** start of SOURCE TEXT **

Bezierv: Bézier Random Variables¶

bezierv is a Python package for fitting, analyzing, and sampling from Bézier random variables. Bézier random variables can adapt to virtually any continuous distribution shape.

New to Bézier distributions?

Start with our Quick Start Guide for a hands-on introduction, or explore the Interactive Demo to see Bézier curves in action.

✨ Key Features¶

🎯 Flexible Fitting: Adapt to any continuous distribution shape
⚡ Multiple Algorithms: 3 MSE algorithms (projgrad, nonlinear, neldermead) plus MLE fitting
🔄 Convolution Support: Compute sums of random variables exactly or via Monte Carlo
🎮 Interactive Tools: Browser-based curve editor with real-time updates
📊 Rich Visualization: Built-in plotting for CDFs, PDFs, and control points
🔢 Statistical Functions: Moments, quantiles, sampling, and probability calculations

Quick Start¶

Installation¶

Install bezierv using pip:

pip install bezierv

Basic Example¶

Fit a Bézier distribution to your data in just a few lines:

import numpy as np
from bezierv import DistFit

# Generate sample data (replace with your own)
rng = np.random.default_rng(42)
data = rng.beta(2, 5, 1000)  # Skewed distribution

# Fit Bézier distribution
fitter = DistFit(data, n=5)  # 5 control segments (6 control points)
bezier_rv, mse = fitter.fit(method='mse', algorithm='projgrad')

print(f"Fit completed with MSE: {mse:.6f}")

** end of SOURCE TEXT **
** start of DATA ENTRIES **

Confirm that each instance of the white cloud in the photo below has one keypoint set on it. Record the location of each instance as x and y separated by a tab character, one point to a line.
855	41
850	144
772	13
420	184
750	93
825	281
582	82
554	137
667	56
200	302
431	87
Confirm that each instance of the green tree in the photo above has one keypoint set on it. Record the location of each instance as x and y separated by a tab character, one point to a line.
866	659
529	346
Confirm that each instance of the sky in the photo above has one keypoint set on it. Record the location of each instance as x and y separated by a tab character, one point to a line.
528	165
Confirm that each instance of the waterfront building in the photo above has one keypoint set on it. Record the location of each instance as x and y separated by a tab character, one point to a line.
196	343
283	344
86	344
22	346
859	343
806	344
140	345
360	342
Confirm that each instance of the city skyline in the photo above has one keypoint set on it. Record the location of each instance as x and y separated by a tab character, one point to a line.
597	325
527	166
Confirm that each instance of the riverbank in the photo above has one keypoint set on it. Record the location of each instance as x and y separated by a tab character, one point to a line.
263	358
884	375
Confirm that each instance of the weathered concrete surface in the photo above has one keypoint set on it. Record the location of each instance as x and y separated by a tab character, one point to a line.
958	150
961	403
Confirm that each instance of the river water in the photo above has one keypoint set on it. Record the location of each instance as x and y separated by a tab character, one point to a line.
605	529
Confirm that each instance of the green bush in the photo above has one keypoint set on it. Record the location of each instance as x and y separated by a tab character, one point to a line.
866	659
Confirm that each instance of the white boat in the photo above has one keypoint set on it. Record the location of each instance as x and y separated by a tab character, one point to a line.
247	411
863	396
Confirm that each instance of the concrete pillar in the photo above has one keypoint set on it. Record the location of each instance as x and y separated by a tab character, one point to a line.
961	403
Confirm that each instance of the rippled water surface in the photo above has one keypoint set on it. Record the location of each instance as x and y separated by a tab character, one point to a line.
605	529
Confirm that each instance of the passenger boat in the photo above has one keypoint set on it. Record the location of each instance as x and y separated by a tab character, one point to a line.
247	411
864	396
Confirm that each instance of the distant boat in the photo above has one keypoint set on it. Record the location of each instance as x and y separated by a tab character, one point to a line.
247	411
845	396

** end of DATA ENTRIES **

§ OBJECTIVE 1:
Answer these questions from the bezierv page:
(a) Which three MSE algorithms does the page name?
(b) What command installs the package?
(c) According to the basic example, how many control points correspond to 5 control segments?
§ OBJECTIVE 2: From the bezierv page, extract the passage that begins at the words "data = rng.beta(2, 5, 1000)" and ends after the words "mse = fitter.fit(method='mse', algorithm='projgrad')".

§ FINAL RESULT 1:
(a) projgrad, nonlinear, and neldermead
(b) pip install bezierv
(c) 6

§ FINAL RESULT 2:
data = rng.beta(2, 5, 1000)  # Skewed distribution

# Fit Bézier distribution
fitter = DistFit(data, n=5)  # 5 control segments (6 control points)
bezier_rv, mse = fitter.fit(method='mse', algorithm='projgrad')